** EXERCISE TASK **
Exact copies are required of the lines from the line containing "[indicate] the small" through the final line of the listing, both included, and of no other lines.

** SUPPLIED DATA **
--- Begin ---
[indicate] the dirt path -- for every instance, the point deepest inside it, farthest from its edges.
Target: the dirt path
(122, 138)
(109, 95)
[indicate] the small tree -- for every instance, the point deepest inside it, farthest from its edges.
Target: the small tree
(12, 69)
--- End ---
** REPLY **
[indicate] the small tree -- for every instance, the point deepest inside it, farthest from its edges.
Target: the small tree
(12, 69)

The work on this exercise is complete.